Directions = Reproduce the stretch of the interview from "Yeah, it is" through "in that scene?", changing "claustrophobic" to "cramped".

### Selected extract ###

That was an exciting scene to film. It’s really one of the first times, if not the first time in the show, that we really get a window into what’s going on in Vic’s mind — into his emotional life, into his thought process. The stakes are so high, emotionally, because both of them are dealing with this terrible news. Those kinds of scenes are the most interesting, challenging, and fun to work on, because you get to dive deep into what makes the character tick. And on top of that, I’m working with such a great actor in Maura Tierney.
Did it matter that you were in such a confined space? As a viewer, it made the scene feel that much more intimate.
Yeah, it is a very claustrophobic sort of enclosed space. I think it’s emblematic of the situation that these two characters find themselves in — there’s nowhere to go. There’s no way really out of this thing. And they’re on this journey together. I think where the scene takes place is a symbol for all of that.
What was the biggest thing you felt you had to accomplish in that scene?
That is a good question. One question we were wrestling with was where to pitch the scene emotionally. There’s a version of that scene where he’s screaming at her, yelling at her — there are always so many different ways it could be played. We wanted to find the right balance of Vic’s anger, but also his pain and his frustration and his love, and have all of those things fighting each other for prevalence.
It’s an intense, heartbreaking scene, but also sheds new light on Helen and Vic’s relationship. It’s the first time we get a sense of how lonely Vic’s life has been, since he felt he couldn’t share his diagnosis with his parents. But he can be angry with Helen because he can open up to her about his feelings.
That’s true — maybe the only person in his life. Once we meet his parents, we see, oh, there’s not a lot of freedom of communication there. There’s a lot of duty and obligation. Helen is the person in his life, and Vic is not the greatest communicator when it comes to these serious questions. I think Vic is very contradictory in a lot of ways, because he’s very honest and straightforward, but at the same time, once he gets this diagnosis, he has a lot of trouble talking about it. I guess what I’m trying to say is that if Vic had been able to talk about this in more depth and with more clarity with Helen, maybe what happened could have been prevented.
You mean Helen sharing his diagnosis?
Exactly. As usual with The Affair, everybody’s to blame for the mistakes that happen.
But that’s why the show is compelling. That’s real life.
It’s incredibly human, isn’t it? That’s one of the best qualities of the show. It’s very real in that way.
Have you ever been surprised by the way Vic reacted or didn’t react to something?

### Entries shown ###

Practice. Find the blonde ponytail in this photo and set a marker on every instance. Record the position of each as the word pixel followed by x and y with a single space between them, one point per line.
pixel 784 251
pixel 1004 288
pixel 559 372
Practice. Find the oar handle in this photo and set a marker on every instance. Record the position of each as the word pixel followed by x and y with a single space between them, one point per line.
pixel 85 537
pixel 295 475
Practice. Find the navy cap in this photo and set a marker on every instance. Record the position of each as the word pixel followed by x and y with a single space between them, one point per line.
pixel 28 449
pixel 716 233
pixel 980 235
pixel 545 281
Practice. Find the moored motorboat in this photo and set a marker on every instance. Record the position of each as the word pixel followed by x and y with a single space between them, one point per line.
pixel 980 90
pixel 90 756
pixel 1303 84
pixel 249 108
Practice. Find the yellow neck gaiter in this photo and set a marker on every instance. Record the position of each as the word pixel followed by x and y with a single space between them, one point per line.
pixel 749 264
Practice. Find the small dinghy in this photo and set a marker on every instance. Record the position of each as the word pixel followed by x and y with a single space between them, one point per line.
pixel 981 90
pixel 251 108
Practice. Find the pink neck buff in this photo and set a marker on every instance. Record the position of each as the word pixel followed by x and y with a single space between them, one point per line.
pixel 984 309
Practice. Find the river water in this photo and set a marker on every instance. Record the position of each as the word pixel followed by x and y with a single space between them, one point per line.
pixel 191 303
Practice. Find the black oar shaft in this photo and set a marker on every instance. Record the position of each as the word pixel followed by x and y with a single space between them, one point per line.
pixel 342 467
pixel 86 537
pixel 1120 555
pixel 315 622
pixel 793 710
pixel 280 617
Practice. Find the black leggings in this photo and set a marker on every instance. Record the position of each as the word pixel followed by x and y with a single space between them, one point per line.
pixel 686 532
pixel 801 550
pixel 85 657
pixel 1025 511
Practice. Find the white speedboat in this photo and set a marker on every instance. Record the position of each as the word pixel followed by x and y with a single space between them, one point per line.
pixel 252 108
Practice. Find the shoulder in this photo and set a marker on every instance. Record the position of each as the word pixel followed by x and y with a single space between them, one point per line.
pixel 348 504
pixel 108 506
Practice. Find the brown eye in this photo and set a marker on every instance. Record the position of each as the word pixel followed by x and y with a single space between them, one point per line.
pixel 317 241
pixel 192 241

###

Written response =
Yeah, it is a very cramped sort of enclosed space. I think it’s emblematic of the situation that these two characters find themselves in — there’s nowhere to go. There’s no way really out of this thing. And they’re on this journey together. I think where the scene takes place is a symbol for all of that.
What was the biggest thing you felt you had to accomplish in that scene?